Listing —

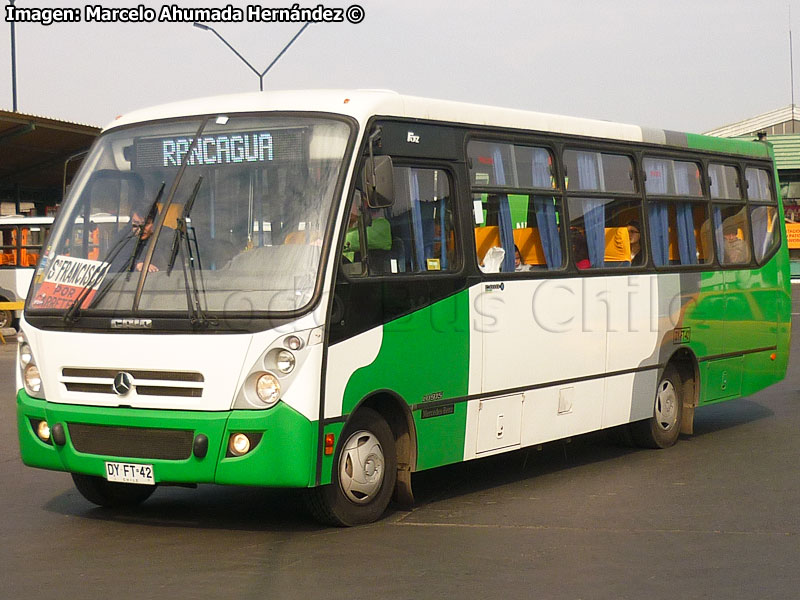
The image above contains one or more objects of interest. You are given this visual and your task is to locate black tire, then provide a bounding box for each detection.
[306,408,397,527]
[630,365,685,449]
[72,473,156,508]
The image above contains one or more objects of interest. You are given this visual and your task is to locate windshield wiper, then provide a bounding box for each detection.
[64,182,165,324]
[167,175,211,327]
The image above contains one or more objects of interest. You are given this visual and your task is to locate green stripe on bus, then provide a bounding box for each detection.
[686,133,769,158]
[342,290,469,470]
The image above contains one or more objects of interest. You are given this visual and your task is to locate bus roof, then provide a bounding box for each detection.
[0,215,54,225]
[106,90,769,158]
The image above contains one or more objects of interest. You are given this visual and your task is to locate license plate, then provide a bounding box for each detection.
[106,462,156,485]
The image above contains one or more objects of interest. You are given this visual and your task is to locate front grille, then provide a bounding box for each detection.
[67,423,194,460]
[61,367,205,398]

...

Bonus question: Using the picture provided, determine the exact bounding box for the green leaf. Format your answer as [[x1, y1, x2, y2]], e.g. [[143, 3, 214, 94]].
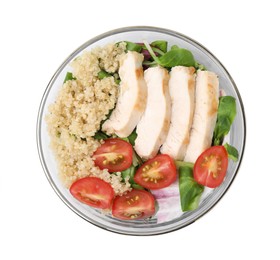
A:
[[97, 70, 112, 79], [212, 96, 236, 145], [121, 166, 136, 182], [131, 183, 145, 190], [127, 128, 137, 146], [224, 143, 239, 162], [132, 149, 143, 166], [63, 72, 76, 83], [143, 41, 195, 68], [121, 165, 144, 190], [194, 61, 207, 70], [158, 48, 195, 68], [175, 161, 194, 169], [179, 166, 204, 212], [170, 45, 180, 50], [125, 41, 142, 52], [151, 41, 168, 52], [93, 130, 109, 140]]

Objective — Reproduce the entries verbatim, everything from the line containing "to locate black" down to the line containing "[61,367,205,398]", both of those lines included.

Solution —
The image above contains one or more objects of interest. You are given this visual and your task is to locate black tire, then provide a bounding box for each detection.
[306,408,397,527]
[630,365,685,449]
[72,473,156,508]
The image above contains one or more objects of interest. You are given this visual and your task is to locate windshield wiper, then provide a bounding box for each detection.
[64,182,165,324]
[167,175,211,327]
The image above contains one or more objects of interest. You are given this visual and your task is to locate green stripe on bus, then provide a bounding box for each detection.
[686,133,769,158]
[342,290,469,470]
The image above contains one or more objects of interest. You are given this visual and your task is to locate bus roof, then provide a bounding box for each detection.
[0,215,54,225]
[106,90,769,158]
The image above contains one or more objects of interest. You are given this visual and your task is to locate license plate, then provide a bounding box for each detection.
[106,462,156,485]
The image above contains one or more objects of interest. You are given this visual and your task is to locate front grille, then provide a bounding box for each detection.
[67,423,194,460]
[61,367,205,398]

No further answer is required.